• **Aim of the task**
Which of the lines in the data below contain the string "using"? Copy each of them.

• **Data to examine**

Content starts

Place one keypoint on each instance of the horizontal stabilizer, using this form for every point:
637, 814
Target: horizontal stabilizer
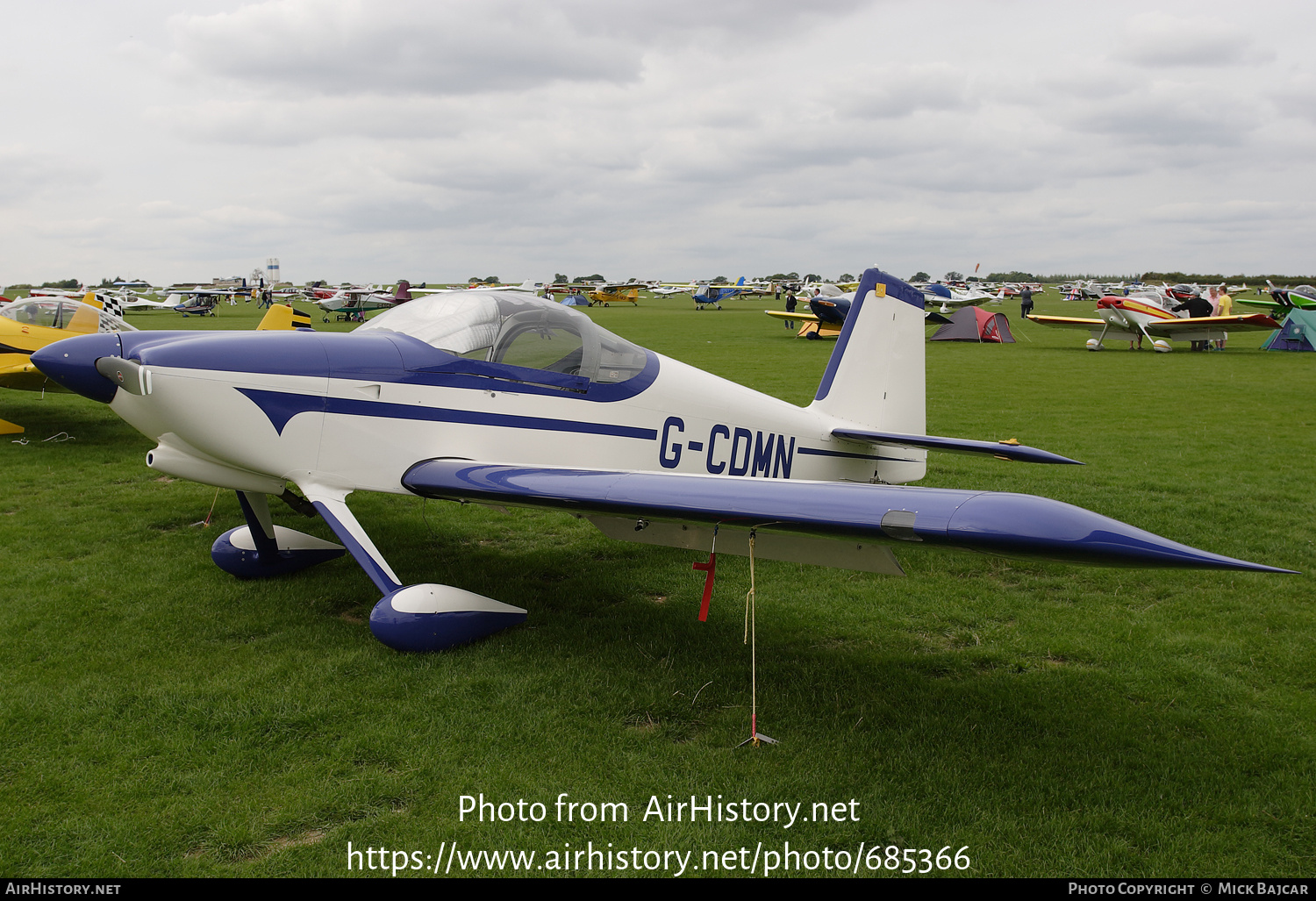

Content ends
Content starts

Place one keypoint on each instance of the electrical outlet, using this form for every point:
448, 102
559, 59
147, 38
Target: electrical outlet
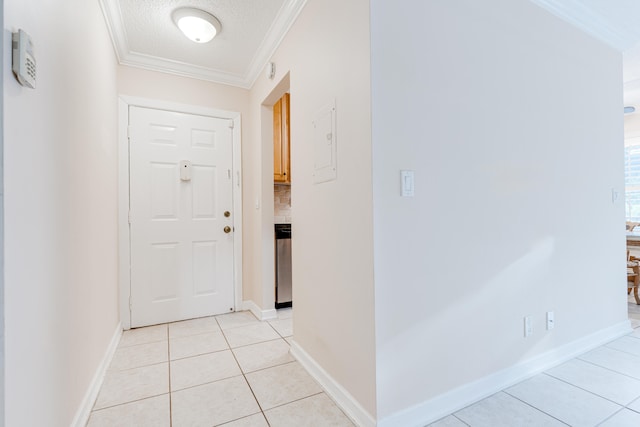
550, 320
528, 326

Content ends
Content starts

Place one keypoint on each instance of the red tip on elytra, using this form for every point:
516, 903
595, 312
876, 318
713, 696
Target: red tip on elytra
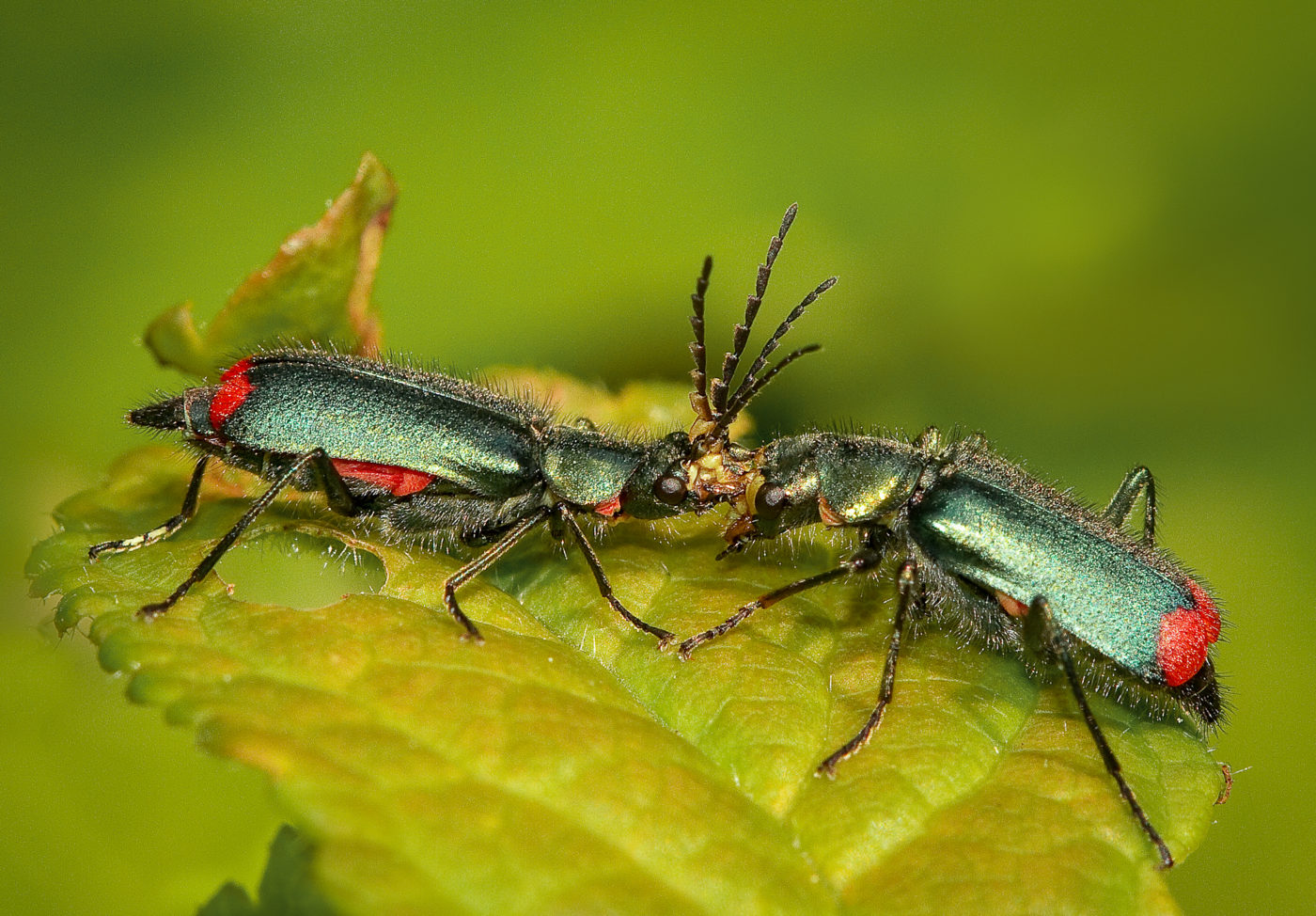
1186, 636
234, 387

Content ends

• **Answer space**
Place one keypoint on each instance of the horizontal stabilizer, using this form for every point:
Place one keypoint on each instance of the electrical outlet, using this form for every point:
Place one keypoint on each instance of the red tip on elytra, using this form for every point:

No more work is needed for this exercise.